■ Instructions for the task:
Take the line containing "Identify each instance of the tree" and every line after it in the data below, and print them exactly as given, with nothing else.

Saved entries

+---+

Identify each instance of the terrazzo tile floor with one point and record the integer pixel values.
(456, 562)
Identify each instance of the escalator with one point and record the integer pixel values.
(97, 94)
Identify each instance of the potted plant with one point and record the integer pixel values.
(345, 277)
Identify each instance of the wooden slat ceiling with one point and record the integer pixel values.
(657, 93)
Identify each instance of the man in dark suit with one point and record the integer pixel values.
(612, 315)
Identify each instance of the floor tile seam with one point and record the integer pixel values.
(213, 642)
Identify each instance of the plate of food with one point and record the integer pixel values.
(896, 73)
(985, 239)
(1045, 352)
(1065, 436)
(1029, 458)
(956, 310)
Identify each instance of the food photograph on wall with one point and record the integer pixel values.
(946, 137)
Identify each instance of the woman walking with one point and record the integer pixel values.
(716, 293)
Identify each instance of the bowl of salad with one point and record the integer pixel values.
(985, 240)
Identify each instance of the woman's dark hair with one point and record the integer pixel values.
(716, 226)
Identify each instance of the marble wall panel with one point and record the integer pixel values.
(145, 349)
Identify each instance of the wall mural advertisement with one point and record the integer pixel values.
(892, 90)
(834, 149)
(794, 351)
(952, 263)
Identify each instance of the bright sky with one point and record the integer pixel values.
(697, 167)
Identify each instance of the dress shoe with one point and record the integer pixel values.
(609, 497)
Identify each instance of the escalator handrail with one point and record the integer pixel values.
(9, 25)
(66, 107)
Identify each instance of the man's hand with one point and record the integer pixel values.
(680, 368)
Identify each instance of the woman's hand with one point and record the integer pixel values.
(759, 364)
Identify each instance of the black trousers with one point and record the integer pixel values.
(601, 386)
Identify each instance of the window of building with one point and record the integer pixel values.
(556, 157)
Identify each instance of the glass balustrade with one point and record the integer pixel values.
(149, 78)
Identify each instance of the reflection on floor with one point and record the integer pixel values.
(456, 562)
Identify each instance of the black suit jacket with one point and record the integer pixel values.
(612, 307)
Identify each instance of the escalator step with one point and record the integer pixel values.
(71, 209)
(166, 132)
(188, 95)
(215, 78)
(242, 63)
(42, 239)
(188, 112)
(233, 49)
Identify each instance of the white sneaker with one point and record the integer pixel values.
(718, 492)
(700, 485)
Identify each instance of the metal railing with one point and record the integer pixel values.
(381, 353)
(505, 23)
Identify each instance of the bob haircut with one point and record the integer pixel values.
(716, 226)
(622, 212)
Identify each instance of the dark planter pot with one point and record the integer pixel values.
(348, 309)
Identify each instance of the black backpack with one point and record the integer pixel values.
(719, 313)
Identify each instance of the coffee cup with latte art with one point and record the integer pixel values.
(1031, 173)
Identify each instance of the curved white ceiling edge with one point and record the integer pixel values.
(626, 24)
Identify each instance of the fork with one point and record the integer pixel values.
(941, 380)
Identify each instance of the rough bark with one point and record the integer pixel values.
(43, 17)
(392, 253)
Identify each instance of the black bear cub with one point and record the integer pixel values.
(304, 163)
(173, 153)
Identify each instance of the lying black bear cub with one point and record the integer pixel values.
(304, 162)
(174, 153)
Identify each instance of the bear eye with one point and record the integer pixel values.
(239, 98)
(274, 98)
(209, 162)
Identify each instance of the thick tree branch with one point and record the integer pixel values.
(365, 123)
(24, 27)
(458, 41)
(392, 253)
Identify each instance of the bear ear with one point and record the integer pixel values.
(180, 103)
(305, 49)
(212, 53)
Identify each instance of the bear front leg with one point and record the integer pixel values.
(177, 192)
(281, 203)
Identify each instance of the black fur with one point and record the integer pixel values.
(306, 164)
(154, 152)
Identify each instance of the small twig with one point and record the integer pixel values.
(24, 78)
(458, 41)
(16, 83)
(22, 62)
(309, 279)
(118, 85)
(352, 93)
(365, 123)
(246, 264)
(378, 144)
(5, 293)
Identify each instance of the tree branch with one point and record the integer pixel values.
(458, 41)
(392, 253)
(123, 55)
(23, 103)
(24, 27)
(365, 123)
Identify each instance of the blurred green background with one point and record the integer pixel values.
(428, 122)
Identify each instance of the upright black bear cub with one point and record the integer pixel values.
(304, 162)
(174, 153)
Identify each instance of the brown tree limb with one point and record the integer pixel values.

+---+

■ The completed task:
Identify each instance of the tree branch with one point and record the integer pixel values.
(458, 41)
(392, 253)
(123, 55)
(23, 103)
(24, 27)
(365, 123)
Identify each instance of the blurred green background with one point and record the integer pixel values.
(428, 122)
Identify each instance of the upright black bear cub with one point and record the integer pixel values.
(304, 162)
(174, 153)
Identify each instance of the brown tree limb with one point and record the integer pixel values.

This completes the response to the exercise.